:: Input records

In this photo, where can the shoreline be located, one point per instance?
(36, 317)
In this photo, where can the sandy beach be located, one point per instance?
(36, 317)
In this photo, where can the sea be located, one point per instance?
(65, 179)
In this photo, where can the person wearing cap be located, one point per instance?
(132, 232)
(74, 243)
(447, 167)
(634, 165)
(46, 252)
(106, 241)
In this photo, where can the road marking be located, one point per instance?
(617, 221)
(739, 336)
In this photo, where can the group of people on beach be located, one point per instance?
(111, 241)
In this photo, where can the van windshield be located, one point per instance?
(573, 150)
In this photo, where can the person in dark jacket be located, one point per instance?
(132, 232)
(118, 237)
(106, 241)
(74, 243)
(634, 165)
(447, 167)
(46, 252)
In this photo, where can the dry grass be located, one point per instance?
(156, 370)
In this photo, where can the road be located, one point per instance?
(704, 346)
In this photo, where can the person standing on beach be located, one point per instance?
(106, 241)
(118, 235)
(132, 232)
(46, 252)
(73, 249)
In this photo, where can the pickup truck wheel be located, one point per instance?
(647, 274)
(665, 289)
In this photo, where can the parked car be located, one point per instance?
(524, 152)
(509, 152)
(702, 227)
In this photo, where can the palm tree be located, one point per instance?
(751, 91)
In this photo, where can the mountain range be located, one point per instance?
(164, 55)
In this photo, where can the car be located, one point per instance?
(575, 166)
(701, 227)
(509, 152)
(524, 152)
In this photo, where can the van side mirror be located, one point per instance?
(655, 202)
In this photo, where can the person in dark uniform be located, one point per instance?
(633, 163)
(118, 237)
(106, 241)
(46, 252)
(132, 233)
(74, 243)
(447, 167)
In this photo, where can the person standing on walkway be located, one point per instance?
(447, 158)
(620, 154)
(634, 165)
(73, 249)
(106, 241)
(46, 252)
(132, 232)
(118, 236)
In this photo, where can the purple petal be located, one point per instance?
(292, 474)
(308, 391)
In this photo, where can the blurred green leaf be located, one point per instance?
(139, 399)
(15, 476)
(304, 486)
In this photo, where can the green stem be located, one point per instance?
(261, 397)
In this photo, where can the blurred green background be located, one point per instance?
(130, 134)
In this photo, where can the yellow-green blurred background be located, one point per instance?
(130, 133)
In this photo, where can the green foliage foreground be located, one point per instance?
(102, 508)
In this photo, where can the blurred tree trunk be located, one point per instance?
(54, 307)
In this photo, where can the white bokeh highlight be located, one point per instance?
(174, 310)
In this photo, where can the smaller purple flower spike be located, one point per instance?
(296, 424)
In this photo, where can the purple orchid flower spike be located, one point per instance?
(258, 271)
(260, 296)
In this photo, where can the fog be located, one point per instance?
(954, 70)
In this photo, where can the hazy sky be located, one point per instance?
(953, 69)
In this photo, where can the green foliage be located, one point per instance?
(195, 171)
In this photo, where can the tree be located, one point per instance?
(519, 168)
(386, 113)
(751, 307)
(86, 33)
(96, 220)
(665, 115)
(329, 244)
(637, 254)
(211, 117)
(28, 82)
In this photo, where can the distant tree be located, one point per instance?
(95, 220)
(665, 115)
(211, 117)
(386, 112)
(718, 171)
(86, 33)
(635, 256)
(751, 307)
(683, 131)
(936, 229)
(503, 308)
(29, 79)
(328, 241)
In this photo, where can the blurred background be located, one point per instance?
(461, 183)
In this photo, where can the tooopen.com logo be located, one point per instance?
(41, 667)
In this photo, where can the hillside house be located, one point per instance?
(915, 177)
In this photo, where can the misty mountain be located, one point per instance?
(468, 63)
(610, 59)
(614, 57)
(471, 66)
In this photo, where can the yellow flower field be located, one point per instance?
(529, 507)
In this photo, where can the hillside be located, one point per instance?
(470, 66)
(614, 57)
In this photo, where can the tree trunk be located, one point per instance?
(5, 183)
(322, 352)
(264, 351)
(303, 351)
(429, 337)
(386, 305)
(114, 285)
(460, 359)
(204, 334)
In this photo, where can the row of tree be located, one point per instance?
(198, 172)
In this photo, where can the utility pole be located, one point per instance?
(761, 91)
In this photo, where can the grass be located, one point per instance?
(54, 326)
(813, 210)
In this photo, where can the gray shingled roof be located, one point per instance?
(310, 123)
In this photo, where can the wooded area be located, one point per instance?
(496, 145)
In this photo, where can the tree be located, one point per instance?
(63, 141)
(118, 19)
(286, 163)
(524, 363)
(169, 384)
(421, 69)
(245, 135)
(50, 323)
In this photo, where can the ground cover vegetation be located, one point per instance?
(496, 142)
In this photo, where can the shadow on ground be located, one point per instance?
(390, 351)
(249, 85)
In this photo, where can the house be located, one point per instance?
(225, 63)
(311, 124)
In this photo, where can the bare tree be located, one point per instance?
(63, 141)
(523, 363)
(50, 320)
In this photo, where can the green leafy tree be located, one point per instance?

::::

[About this task]:
Print the material exactly as written, omitting nothing.

[Response]:
In this photo, where can the shoreline be located, one point per instance?
(36, 317)
In this photo, where can the sandy beach be located, one point per instance?
(36, 317)
In this photo, where can the sea be located, one point per instance?
(65, 179)
In this photo, where can the person wearing cap be located, one point per instance?
(132, 232)
(74, 243)
(447, 167)
(634, 165)
(46, 252)
(106, 241)
In this photo, where can the road marking be located, one point per instance?
(617, 221)
(739, 336)
In this photo, where can the group of people on beach be located, one point per instance?
(111, 241)
In this photo, where can the van windshield be located, one point per instance?
(573, 150)
In this photo, where can the person in dark jacket be located, one point per instance?
(132, 232)
(118, 237)
(106, 241)
(74, 243)
(634, 165)
(447, 167)
(46, 252)
In this photo, where can the dry grass be located, one point per instance?
(156, 370)
In this photo, where can the road be located, one point per instance?
(704, 346)
In this photo, where can the person standing on beach be located, one point per instance?
(106, 241)
(118, 235)
(132, 232)
(46, 252)
(73, 249)
In this photo, where can the pickup truck wheel be located, one point per instance?
(647, 274)
(665, 289)
In this photo, where can the parked car be located, one point per instance?
(524, 152)
(509, 152)
(702, 227)
In this photo, where can the palm tree be located, one point per instance?
(751, 91)
In this photo, where can the mountain range be located, one point per instance?
(164, 55)
In this photo, where can the car be located, one point per instance?
(575, 166)
(701, 227)
(509, 152)
(524, 152)
In this photo, where can the van side mirror be located, one point per instance?
(655, 202)
In this photo, where can the person in dark uniform be located, one point per instance?
(633, 163)
(118, 237)
(106, 241)
(46, 252)
(132, 233)
(74, 243)
(447, 167)
In this photo, where can the person standing on walkway be located, one point per instance?
(447, 158)
(620, 154)
(634, 165)
(73, 249)
(106, 241)
(46, 252)
(132, 232)
(118, 236)
In this photo, where can the purple petal be located, one point per instance?
(292, 474)
(308, 391)
In this photo, where can the blurred green leaf be located, one point per instance?
(139, 399)
(15, 476)
(304, 486)
In this photo, where can the green stem be located, one point per instance?
(261, 397)
In this photo, where can the blurred green background be located, one point per instance?
(130, 134)
In this photo, where can the yellow-green blurred background be located, one point per instance?
(130, 133)
In this photo, where can the green foliage foreground be located, one point per instance?
(102, 508)
In this photo, where can the blurred tree trunk be located, one point per instance?
(54, 307)
In this photo, where can the white bokeh highlight be located, one point per instance?
(174, 310)
In this photo, where can the smaller purple flower spike be located, one point per instance?
(296, 424)
In this photo, where can the purple orchid flower spike be located, one point per instance?
(258, 271)
(260, 296)
In this photo, where can the fog be located, one point per instance?
(954, 70)
In this photo, where can the hazy sky be located, one point per instance?
(953, 69)
In this photo, where can the green foliage be located, one point per instance?
(195, 171)
In this photo, where can the tree be located, one point per instance?
(519, 168)
(386, 113)
(751, 307)
(86, 33)
(96, 220)
(665, 115)
(329, 244)
(637, 254)
(211, 117)
(28, 82)
In this photo, where can the distant tree be located, one point per instance?
(95, 220)
(665, 115)
(211, 117)
(386, 112)
(718, 171)
(86, 33)
(635, 256)
(751, 307)
(683, 131)
(936, 229)
(503, 308)
(29, 79)
(328, 241)
In this photo, where can the blurred background be located, one point per instance?
(461, 183)
In this photo, where can the tooopen.com logo be located, one point per instance?
(41, 667)
In this photo, where can the hillside house be located, one point per instance?
(915, 177)
In this photo, where can the misty mountain be located, one point per instance?
(468, 63)
(610, 59)
(614, 57)
(471, 66)
In this photo, where can the yellow flower field be located, one point per instance?
(529, 507)
In this photo, where can the hillside be located, one point per instance?
(470, 66)
(614, 57)
In this photo, where can the tree trunk be located, one point per instance?
(5, 183)
(322, 352)
(264, 351)
(303, 351)
(429, 337)
(386, 305)
(114, 285)
(460, 359)
(204, 334)
In this photo, where can the row of tree be located, one point per instance?
(198, 172)
In this photo, where can the utility pole be located, one point per instance?
(761, 91)
In this photo, where can the grass be located, one point per instance?
(54, 326)
(813, 210)
In this photo, where can the gray shingled roof be located, one point per instance?
(310, 123)
In this photo, where can the wooded area be located, one point per instance?
(496, 145)
In this photo, where can the tree be located, one point per instance?
(63, 141)
(118, 19)
(286, 163)
(524, 363)
(169, 384)
(421, 69)
(245, 135)
(50, 323)
In this photo, where can the ground cover vegetation be located, one point per instance?
(496, 142)
In this photo, where can the shadow on ground be located, one point per instance?
(390, 351)
(249, 85)
In this photo, where can the house be located, one point per instance?
(225, 63)
(311, 124)
In this photo, where can the bare tree be located, one point per instance?
(63, 141)
(523, 363)
(50, 320)
In this photo, where can the green leafy tree be located, one point per instance?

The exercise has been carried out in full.